====== Source material ======
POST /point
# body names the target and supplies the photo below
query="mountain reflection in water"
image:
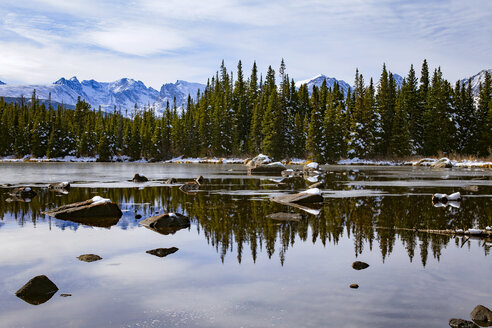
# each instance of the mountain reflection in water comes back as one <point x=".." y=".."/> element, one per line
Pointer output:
<point x="233" y="221"/>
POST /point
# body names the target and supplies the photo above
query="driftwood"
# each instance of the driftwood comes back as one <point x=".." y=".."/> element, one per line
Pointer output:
<point x="481" y="233"/>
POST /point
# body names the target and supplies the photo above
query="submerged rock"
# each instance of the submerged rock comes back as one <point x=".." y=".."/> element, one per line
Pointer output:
<point x="259" y="160"/>
<point x="170" y="181"/>
<point x="442" y="163"/>
<point x="272" y="168"/>
<point x="89" y="257"/>
<point x="139" y="178"/>
<point x="358" y="265"/>
<point x="22" y="192"/>
<point x="443" y="198"/>
<point x="285" y="216"/>
<point x="96" y="211"/>
<point x="59" y="185"/>
<point x="37" y="291"/>
<point x="460" y="323"/>
<point x="162" y="252"/>
<point x="481" y="315"/>
<point x="309" y="196"/>
<point x="292" y="173"/>
<point x="166" y="223"/>
<point x="190" y="186"/>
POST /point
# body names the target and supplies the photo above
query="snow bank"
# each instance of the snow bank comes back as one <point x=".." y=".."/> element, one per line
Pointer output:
<point x="312" y="191"/>
<point x="100" y="200"/>
<point x="313" y="165"/>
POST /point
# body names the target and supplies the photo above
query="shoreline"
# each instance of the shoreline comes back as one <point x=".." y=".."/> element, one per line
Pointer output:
<point x="426" y="162"/>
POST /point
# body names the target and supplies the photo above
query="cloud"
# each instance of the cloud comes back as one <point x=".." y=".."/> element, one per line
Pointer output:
<point x="161" y="41"/>
<point x="140" y="40"/>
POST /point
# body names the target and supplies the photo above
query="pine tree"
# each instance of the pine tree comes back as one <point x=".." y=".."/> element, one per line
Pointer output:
<point x="400" y="134"/>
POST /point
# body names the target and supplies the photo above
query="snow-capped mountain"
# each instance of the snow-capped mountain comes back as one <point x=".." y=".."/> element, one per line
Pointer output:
<point x="179" y="91"/>
<point x="476" y="80"/>
<point x="398" y="80"/>
<point x="122" y="94"/>
<point x="318" y="81"/>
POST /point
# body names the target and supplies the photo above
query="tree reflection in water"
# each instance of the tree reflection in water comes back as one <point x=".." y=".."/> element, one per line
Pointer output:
<point x="233" y="221"/>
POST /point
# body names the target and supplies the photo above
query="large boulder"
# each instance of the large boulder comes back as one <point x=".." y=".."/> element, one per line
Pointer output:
<point x="311" y="169"/>
<point x="23" y="192"/>
<point x="460" y="323"/>
<point x="166" y="223"/>
<point x="481" y="315"/>
<point x="170" y="181"/>
<point x="272" y="168"/>
<point x="37" y="290"/>
<point x="89" y="257"/>
<point x="442" y="163"/>
<point x="282" y="216"/>
<point x="59" y="186"/>
<point x="191" y="186"/>
<point x="139" y="178"/>
<point x="90" y="212"/>
<point x="259" y="160"/>
<point x="358" y="265"/>
<point x="306" y="197"/>
<point x="162" y="252"/>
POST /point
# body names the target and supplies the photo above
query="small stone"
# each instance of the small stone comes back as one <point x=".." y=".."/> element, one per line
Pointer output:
<point x="170" y="181"/>
<point x="37" y="291"/>
<point x="89" y="257"/>
<point x="358" y="265"/>
<point x="481" y="315"/>
<point x="162" y="252"/>
<point x="139" y="178"/>
<point x="460" y="323"/>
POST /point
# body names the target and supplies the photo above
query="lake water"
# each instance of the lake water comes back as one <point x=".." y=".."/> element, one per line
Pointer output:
<point x="234" y="266"/>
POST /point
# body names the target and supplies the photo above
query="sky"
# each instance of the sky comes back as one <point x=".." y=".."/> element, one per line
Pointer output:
<point x="161" y="41"/>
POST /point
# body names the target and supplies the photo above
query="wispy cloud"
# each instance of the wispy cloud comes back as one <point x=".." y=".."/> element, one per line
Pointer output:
<point x="161" y="41"/>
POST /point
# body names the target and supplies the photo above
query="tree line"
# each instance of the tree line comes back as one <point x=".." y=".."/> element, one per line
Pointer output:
<point x="245" y="116"/>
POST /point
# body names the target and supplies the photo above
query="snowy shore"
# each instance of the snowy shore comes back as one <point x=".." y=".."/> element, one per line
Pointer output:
<point x="429" y="162"/>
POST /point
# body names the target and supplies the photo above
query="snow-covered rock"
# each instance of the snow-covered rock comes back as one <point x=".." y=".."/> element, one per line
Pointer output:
<point x="122" y="94"/>
<point x="475" y="81"/>
<point x="318" y="81"/>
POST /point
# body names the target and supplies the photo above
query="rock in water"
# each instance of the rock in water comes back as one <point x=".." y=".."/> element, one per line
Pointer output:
<point x="170" y="181"/>
<point x="37" y="291"/>
<point x="162" y="252"/>
<point x="89" y="257"/>
<point x="285" y="216"/>
<point x="460" y="323"/>
<point x="259" y="160"/>
<point x="59" y="185"/>
<point x="166" y="223"/>
<point x="90" y="212"/>
<point x="481" y="315"/>
<point x="23" y="192"/>
<point x="309" y="196"/>
<point x="272" y="168"/>
<point x="139" y="178"/>
<point x="442" y="163"/>
<point x="190" y="186"/>
<point x="358" y="265"/>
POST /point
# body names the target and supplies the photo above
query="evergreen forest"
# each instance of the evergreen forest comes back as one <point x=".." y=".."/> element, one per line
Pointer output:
<point x="237" y="115"/>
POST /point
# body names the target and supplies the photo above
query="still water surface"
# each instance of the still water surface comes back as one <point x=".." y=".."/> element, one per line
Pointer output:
<point x="234" y="266"/>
======
● **Objective**
Pick out every line in the rows above that contains the word "mountain", matching case exactly.

● **Worked solution**
query="mountain reflection in water"
# each instance of the mountain reflection in water comes back as one <point x=".." y=".."/> element, one per line
query="snow-capped mountain"
# each instance of the snow-capped mountain comes back as one <point x=".." y=".."/> element, one per line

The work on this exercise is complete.